◆ EXCERPT ◆
##############################
Maybe this year we wish each other, "Okay Holidays!"
Whether or not you celebrate Christmas, Christmas drenches New York in its festiveness; a lights-and-holly cityscape that recalls thousands of movies and makes everything you do outside feel a little unreal. This year, of course, it feels extra unreal. I couldn’t quite believe the gigantic trees being installed in the lobbies of empty office buildings around Wall Street. There were reindeer projections dancing across the floor of the Oculus that was so spookily empty I felt like the Christmas music should be playing at quarter-speed. Decorations always feel like party preparation, building up to some kind denouement, but this year the buildup has no drop.
On other years, the holidays stir up melancholy for a lot of people. I think it’s because it’s the one time of the year when we expect to be given happiness, like a wrapped-up present we didn’t have to do anything for. While every other month we’re okay with merely feeling okay, December is when the media and the party invitations and Instagram stories all tell us that we should be feeling cheery and warm and close and that it’s unacceptable to be alone. We’re relieved of that pressure this year. None of the usual plans, obligations, or opportunities for pleasure are present.
This is the first Christmas I’ll be spending apart from my parents and brother, who are in California. If the real gift of Christmas is that you’re thinking about somebody else, my family’s got tons of presents coming (they also have real presents coming, in the mail). I’ve missed them ambiently throughout the pandemic but it will be acute and specific over the holidays. Maybe all that missing will make it easier for me to let them know how much I love them (they read this newsletter, so I guess this is me telling them). In this awkward holiday season, stripped of the fantasies and symbols that we usually fixate on, my feelings are concentrated down to a simple homesickness that I haven’t felt so strongly since I was a kid.
Zucotti Park is lit up with white twinkly lights on every branch of every tree. It’s beautiful to walk through on my way to school. This week there were signs up about a “lunchtime outdoor silent disco” which means someone in Marketing & Events is trying really hard, but I can’t imagine it happening. There’s no party that’s coming, no audience for the decorations, but every morning is a small ritual of noticing for me. I notice that it’s beautiful, and that it’s December, that I miss my family. I notice that missing people you’ll get to see again, eventually, is a warm feeling.
What I’m reading
Food and Healing, by Annemarie Colbin
The most glaring error in our belief system [about health and illness], it seems to me, is the assumption that physiological “symptoms” (headaches, sneezing, fatigue, pimples, stomachaches, backaches, and all the rest) are mistakes, that they should be corrected or “treated,” and that if this is not done, things will get worse. In short, that the physical system will deteriorate unless we intervene…When we consider the stomachache itself an error, we get medicine very different from what we get when we consider it a warning signal and search for its cause.
Annemarie Colbin was the founder of my school, the Natural Gourmet Institute, so her ideas about eating whole foods, that are fresh and balanced and in harmony with tradition, have filtered down into the curriculum at every level. She developed her ideas in the 70s and 80s, which makes some of them extremely precocious, since most nutrition experts at the time were just telling people not to eat fat, but parts of her 1986 book can still feel dated at times.
The idea she’s expressing here, though, addresses a prevailing worldview that seems to have remained stagnant for centuries, at least in modern Western medicine. I grew up with a full bathroom cabinet of over-the-counter drugs and the understanding that most unpleasant sensations can be fixed. In an extreme case, that can lead to years of suppressing sensations that are trying to tell you that something serious is wrong. But even with nothing wrong, I think it does something to our psyche. We start to believe that any bad feelings ought to be eliminated. We don’t sit with them long enough to know whether there’s a problem we need to fix, or whether the only thing the unpleasant state needs in order to be resolved is a bit of time.
##############################
◆ INFORMATION SHOWN ◆
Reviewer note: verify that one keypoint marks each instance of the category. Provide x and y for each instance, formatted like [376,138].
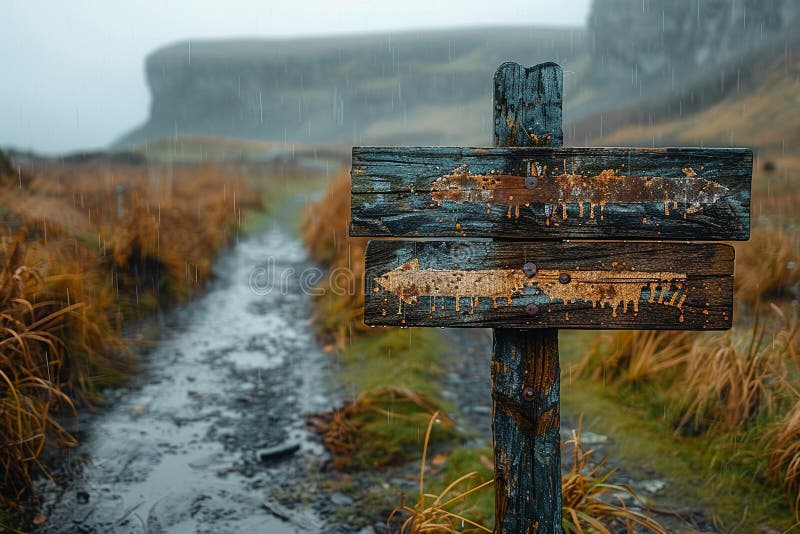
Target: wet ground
[213,437]
[218,417]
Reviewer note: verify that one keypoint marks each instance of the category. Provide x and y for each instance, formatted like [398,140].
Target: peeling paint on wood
[615,288]
[610,285]
[525,431]
[529,187]
[597,193]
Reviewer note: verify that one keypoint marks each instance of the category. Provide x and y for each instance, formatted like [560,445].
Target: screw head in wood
[530,269]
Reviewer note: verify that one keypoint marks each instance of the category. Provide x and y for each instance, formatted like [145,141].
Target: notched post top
[527,105]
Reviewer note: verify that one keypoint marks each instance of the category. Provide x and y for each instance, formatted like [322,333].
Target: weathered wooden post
[526,406]
[525,189]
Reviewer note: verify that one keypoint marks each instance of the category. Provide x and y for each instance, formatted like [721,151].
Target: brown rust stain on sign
[617,289]
[558,188]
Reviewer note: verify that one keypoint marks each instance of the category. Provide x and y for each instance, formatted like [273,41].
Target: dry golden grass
[731,379]
[784,456]
[434,516]
[631,357]
[86,247]
[590,503]
[767,266]
[588,497]
[385,418]
[339,312]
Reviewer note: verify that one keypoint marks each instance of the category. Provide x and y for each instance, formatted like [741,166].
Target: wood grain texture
[527,105]
[526,402]
[526,424]
[580,193]
[635,286]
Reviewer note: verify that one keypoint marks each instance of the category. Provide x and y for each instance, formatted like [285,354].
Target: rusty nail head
[530,269]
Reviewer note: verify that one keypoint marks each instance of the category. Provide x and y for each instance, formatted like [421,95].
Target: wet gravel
[217,418]
[213,437]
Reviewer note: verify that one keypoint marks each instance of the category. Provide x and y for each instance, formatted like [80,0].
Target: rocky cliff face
[648,45]
[639,61]
[428,87]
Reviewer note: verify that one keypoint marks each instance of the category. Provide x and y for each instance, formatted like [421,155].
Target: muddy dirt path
[217,417]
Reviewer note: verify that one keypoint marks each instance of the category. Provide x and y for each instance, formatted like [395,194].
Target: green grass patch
[394,380]
[723,474]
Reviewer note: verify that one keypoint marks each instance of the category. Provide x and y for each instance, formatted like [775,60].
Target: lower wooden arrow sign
[549,285]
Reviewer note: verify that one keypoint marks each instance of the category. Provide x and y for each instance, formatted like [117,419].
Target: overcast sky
[73,71]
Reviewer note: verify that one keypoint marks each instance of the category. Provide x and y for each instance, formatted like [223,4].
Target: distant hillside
[417,87]
[638,62]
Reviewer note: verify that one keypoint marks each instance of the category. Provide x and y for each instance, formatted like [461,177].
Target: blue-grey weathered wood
[526,422]
[580,193]
[526,411]
[632,286]
[527,105]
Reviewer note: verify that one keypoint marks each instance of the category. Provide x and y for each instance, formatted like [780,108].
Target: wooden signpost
[529,188]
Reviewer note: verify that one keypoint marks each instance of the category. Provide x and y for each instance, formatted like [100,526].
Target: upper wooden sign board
[552,193]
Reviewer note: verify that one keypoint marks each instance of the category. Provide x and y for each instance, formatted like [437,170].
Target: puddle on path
[236,374]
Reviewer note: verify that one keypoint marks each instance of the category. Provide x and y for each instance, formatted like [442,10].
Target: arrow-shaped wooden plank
[552,193]
[549,285]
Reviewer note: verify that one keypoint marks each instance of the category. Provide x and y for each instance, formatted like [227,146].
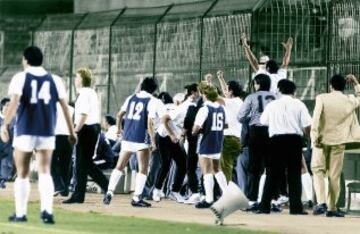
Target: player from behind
[137,114]
[210,123]
[34,94]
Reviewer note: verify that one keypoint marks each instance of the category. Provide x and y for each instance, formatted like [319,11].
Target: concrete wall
[81,6]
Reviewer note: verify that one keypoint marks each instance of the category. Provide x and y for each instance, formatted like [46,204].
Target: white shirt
[61,126]
[177,116]
[18,80]
[87,103]
[286,115]
[232,110]
[111,133]
[275,77]
[203,113]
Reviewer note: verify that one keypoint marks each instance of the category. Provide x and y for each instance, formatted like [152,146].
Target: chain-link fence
[182,42]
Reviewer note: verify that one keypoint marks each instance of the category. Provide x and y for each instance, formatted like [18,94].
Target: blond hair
[209,91]
[86,76]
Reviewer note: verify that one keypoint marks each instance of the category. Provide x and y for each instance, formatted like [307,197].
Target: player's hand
[244,40]
[289,43]
[72,139]
[351,79]
[174,139]
[120,132]
[5,136]
[220,74]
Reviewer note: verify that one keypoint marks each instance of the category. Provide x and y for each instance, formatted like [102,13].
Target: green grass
[87,223]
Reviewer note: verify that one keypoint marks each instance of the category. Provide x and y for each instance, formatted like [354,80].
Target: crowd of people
[187,147]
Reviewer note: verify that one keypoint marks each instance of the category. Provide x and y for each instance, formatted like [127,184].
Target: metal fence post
[110,54]
[72,53]
[202,34]
[155,36]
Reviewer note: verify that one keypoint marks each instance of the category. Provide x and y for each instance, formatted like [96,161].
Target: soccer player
[210,122]
[34,94]
[137,113]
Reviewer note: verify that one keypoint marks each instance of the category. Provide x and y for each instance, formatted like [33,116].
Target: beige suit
[333,126]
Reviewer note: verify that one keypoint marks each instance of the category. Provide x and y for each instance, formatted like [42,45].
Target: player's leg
[219,175]
[207,171]
[46,185]
[143,157]
[116,174]
[21,185]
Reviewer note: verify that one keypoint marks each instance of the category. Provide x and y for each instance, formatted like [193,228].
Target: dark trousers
[171,151]
[85,150]
[60,163]
[258,151]
[192,164]
[285,155]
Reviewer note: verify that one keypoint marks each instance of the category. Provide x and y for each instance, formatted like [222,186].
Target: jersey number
[44,92]
[135,110]
[218,122]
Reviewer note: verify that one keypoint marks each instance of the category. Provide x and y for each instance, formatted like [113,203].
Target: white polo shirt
[61,126]
[275,77]
[286,115]
[232,110]
[177,116]
[87,103]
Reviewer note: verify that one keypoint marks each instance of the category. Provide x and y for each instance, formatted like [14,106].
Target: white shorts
[133,146]
[211,156]
[28,143]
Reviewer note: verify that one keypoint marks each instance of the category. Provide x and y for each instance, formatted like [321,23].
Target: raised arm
[288,48]
[249,54]
[223,85]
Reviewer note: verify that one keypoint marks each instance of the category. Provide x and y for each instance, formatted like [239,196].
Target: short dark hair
[272,66]
[110,120]
[165,97]
[3,102]
[338,82]
[191,88]
[286,86]
[235,87]
[263,81]
[149,85]
[33,56]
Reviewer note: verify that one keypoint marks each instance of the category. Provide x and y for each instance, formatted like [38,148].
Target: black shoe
[253,208]
[299,213]
[140,203]
[203,205]
[262,212]
[107,199]
[72,200]
[14,219]
[2,183]
[275,208]
[47,218]
[335,214]
[320,209]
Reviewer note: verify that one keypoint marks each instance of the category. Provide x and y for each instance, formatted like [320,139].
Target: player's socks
[221,179]
[46,189]
[140,181]
[114,179]
[307,185]
[209,188]
[21,191]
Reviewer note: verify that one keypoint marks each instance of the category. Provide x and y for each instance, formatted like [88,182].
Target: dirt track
[171,211]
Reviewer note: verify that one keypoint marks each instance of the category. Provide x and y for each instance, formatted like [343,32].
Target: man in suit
[331,130]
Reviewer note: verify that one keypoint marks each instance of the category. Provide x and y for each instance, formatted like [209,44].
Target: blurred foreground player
[34,94]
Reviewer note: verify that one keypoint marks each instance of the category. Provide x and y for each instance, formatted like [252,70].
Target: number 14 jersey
[39,92]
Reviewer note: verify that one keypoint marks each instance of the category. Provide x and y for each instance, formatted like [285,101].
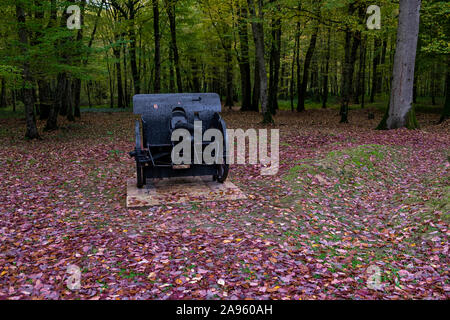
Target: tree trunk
[327,69]
[3,94]
[258,35]
[244,63]
[229,74]
[375,75]
[351,49]
[400,112]
[133,63]
[31,130]
[275,56]
[446,111]
[291,85]
[68,101]
[363,75]
[157,34]
[173,43]
[308,58]
[256,89]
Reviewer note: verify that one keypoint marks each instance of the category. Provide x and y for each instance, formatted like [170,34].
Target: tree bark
[133,61]
[31,130]
[256,88]
[308,58]
[3,94]
[275,56]
[157,34]
[375,73]
[173,43]
[351,49]
[258,36]
[327,69]
[400,112]
[446,111]
[244,62]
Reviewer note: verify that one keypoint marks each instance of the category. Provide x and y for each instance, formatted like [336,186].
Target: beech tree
[400,112]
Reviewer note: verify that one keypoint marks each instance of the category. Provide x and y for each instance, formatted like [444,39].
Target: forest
[359,90]
[316,52]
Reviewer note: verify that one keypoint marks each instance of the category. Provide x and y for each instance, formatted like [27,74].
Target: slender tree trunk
[171,72]
[228,74]
[157,34]
[133,63]
[275,56]
[291,87]
[363,75]
[327,69]
[256,88]
[400,113]
[308,59]
[446,111]
[173,44]
[244,62]
[3,94]
[31,130]
[375,73]
[258,35]
[68,100]
[349,68]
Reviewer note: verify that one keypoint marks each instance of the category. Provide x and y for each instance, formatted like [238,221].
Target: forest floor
[346,201]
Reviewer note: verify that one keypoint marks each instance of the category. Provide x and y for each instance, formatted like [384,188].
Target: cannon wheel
[223,169]
[139,168]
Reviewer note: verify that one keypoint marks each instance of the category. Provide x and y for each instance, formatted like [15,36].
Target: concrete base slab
[180,191]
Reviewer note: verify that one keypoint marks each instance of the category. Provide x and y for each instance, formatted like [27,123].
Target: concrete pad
[180,191]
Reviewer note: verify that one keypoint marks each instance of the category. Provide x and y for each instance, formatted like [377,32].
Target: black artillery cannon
[161,115]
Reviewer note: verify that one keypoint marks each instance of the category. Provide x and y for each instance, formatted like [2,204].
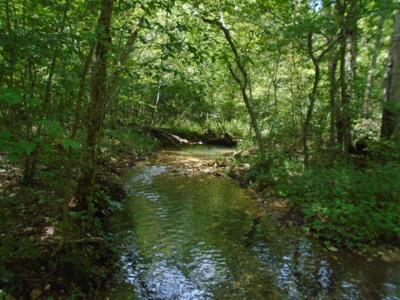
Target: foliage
[342,204]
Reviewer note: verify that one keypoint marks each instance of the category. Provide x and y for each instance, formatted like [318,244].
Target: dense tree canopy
[315,82]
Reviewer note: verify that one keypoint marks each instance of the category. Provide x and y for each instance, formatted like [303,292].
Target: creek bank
[284,211]
[288,213]
[40,256]
[175,137]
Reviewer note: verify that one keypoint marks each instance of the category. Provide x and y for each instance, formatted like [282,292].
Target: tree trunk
[344,121]
[96,112]
[332,104]
[243,82]
[391,109]
[367,106]
[312,97]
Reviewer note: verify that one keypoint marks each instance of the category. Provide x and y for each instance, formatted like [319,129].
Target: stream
[185,236]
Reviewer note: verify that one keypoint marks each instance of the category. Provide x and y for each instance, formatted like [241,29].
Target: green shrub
[348,206]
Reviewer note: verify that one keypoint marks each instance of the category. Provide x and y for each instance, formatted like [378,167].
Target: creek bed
[201,237]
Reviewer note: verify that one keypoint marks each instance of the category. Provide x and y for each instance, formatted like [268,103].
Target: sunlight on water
[191,237]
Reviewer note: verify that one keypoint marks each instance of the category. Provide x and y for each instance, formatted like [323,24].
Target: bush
[348,206]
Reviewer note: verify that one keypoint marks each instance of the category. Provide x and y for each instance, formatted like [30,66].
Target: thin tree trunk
[98,101]
[312,97]
[343,124]
[391,109]
[367,107]
[242,81]
[333,105]
[31,161]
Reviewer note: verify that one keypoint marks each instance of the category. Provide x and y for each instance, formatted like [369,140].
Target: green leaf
[11,97]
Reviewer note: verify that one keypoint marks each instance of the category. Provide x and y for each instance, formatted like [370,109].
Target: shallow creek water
[202,237]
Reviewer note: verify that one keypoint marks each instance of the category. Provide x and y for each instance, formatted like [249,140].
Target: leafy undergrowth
[343,205]
[350,207]
[47,249]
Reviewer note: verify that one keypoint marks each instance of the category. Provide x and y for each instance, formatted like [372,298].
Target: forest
[105,106]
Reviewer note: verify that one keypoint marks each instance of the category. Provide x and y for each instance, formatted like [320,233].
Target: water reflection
[189,238]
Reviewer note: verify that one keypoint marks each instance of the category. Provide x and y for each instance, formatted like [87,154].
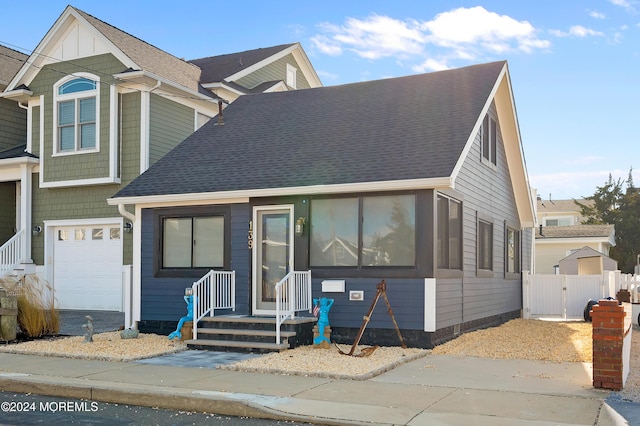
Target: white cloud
[575,184]
[478,27]
[621,3]
[430,65]
[463,33]
[577,31]
[326,45]
[589,159]
[374,37]
[625,4]
[327,75]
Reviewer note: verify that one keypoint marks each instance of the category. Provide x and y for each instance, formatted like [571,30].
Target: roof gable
[234,66]
[76,34]
[224,67]
[404,131]
[10,62]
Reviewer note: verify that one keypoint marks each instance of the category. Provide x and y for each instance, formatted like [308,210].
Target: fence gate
[564,296]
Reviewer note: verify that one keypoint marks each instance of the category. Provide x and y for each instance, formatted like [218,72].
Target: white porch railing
[11,253]
[293,294]
[216,290]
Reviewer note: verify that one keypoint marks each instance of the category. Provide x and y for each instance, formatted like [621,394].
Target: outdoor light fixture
[299,228]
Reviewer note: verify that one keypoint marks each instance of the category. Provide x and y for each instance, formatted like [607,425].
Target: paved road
##############################
◆ WHAT THE TASK ASKS ◆
Summarize the newsletter piece above in three sentences.

◆ WRITTEN SOLUTION ◆
This year New York's Christmas decorations feel extra unreal to the writer, with gigantic trees installed in the lobbies of empty office buildings and a festive buildup that leads to no celebration. Spending a first Christmas apart from family in California, the writer finds the season's usual pressure to feel cheery lifted and the writer's feelings concentrated into a simple homesickness, and walking through the lit-up Zucotti Park each morning becomes a small ritual of noticing. In a reading section, the writer quotes Food and Healing by Annemarie Colbin, the founder of the writer's school, on the error of treating physical symptoms as mistakes, and observes that the belief that every unpleasant sensation should be eliminated keeps people from sitting with bad feelings long enough to learn whether a problem needs fixing or only time.